## PROBLEM TO WORK ON
Every line of the material below that contains the string "shown" must appear in the answer.

## DATA EXTRACT
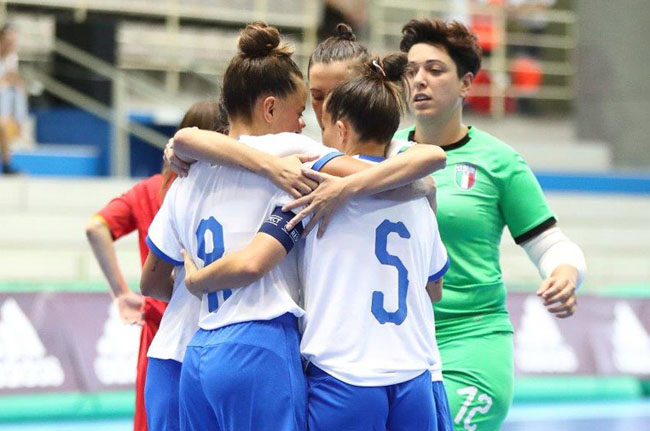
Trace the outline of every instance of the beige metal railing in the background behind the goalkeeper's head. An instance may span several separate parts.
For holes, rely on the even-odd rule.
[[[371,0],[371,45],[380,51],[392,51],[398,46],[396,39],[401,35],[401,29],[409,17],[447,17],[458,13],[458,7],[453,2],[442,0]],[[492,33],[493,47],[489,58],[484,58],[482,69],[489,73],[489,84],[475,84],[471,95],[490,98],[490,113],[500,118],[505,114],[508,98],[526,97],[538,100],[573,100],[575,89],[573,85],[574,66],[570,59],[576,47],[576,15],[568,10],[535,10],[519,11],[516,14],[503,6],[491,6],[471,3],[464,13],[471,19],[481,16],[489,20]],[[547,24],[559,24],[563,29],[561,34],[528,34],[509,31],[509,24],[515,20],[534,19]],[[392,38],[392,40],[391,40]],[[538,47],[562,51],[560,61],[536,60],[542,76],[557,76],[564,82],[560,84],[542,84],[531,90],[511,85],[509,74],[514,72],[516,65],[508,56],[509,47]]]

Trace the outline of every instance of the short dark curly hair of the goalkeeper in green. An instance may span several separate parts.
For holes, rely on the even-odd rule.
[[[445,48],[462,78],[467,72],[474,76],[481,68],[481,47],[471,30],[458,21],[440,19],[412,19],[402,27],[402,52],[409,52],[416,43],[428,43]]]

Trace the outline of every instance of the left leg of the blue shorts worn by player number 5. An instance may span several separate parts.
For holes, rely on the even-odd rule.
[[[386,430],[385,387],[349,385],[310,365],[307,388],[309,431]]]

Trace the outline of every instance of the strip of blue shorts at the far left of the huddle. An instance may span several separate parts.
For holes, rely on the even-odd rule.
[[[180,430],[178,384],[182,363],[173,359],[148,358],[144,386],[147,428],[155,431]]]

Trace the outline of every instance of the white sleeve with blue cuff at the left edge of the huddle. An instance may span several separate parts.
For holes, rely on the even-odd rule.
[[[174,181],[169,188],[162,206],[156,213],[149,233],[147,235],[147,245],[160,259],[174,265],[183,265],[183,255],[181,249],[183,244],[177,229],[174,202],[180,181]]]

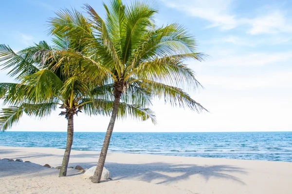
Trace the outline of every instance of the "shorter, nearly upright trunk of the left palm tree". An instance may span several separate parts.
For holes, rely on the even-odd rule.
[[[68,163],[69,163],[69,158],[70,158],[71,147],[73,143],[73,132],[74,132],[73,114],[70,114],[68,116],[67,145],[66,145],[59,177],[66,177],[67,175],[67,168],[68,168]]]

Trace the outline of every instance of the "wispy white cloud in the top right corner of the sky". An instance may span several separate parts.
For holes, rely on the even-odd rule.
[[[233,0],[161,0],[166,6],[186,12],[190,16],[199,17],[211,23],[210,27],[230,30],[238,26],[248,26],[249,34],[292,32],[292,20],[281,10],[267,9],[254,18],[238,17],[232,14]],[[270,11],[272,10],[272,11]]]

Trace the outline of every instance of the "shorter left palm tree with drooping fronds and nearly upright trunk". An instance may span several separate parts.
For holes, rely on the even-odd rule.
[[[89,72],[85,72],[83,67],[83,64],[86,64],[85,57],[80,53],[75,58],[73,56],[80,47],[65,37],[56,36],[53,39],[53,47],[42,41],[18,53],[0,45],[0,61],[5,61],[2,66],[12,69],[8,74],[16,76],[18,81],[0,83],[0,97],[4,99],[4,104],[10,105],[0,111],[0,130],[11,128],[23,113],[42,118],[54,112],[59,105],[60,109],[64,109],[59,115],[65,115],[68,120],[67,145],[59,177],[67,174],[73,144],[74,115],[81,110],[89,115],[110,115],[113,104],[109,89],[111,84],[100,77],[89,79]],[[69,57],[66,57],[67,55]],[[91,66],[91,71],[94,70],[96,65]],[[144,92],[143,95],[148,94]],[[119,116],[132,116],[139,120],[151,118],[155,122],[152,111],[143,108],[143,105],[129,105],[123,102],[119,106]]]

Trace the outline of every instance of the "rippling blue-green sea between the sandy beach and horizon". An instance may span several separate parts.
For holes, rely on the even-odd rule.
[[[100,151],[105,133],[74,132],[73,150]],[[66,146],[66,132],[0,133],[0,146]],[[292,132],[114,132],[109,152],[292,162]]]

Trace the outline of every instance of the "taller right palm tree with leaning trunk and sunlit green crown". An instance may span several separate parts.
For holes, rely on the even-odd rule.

==

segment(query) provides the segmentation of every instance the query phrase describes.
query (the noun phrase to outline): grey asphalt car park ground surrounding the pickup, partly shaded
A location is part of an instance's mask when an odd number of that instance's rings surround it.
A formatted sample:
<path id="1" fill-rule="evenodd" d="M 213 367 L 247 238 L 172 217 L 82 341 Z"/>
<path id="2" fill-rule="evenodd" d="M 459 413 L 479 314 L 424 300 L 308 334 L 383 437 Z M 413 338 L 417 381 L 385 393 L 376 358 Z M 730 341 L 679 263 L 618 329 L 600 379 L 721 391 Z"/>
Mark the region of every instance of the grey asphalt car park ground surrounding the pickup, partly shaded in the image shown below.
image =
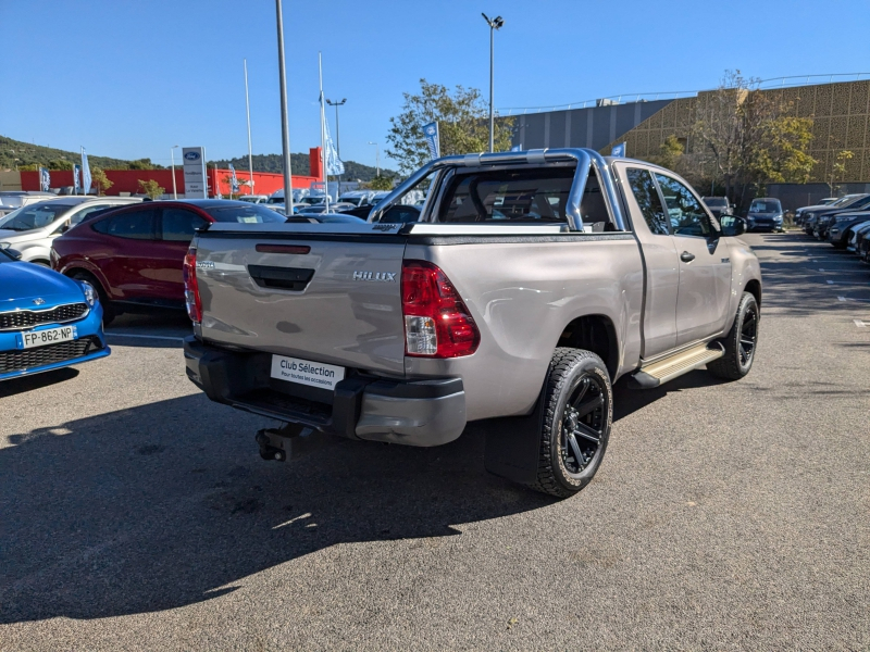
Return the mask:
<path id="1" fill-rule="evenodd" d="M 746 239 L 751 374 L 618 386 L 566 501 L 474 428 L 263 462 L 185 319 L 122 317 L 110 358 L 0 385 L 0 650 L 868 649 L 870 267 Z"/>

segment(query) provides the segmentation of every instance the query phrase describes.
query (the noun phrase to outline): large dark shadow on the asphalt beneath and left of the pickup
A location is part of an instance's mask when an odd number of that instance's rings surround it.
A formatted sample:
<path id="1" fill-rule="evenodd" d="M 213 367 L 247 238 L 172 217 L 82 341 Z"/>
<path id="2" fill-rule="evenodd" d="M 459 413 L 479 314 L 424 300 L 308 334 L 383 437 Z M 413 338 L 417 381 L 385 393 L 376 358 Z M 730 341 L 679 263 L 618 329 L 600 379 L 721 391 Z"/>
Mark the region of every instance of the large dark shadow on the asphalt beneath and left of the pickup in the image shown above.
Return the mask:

## EXERCISE RESPONSE
Mark the region of every instance of the grey asphalt car park ground surrounding the pickup, partly shaded in the image shown below.
Mark the region of every instance of the large dark shadow on the asphalt beneath and left of the pickup in the image shown above.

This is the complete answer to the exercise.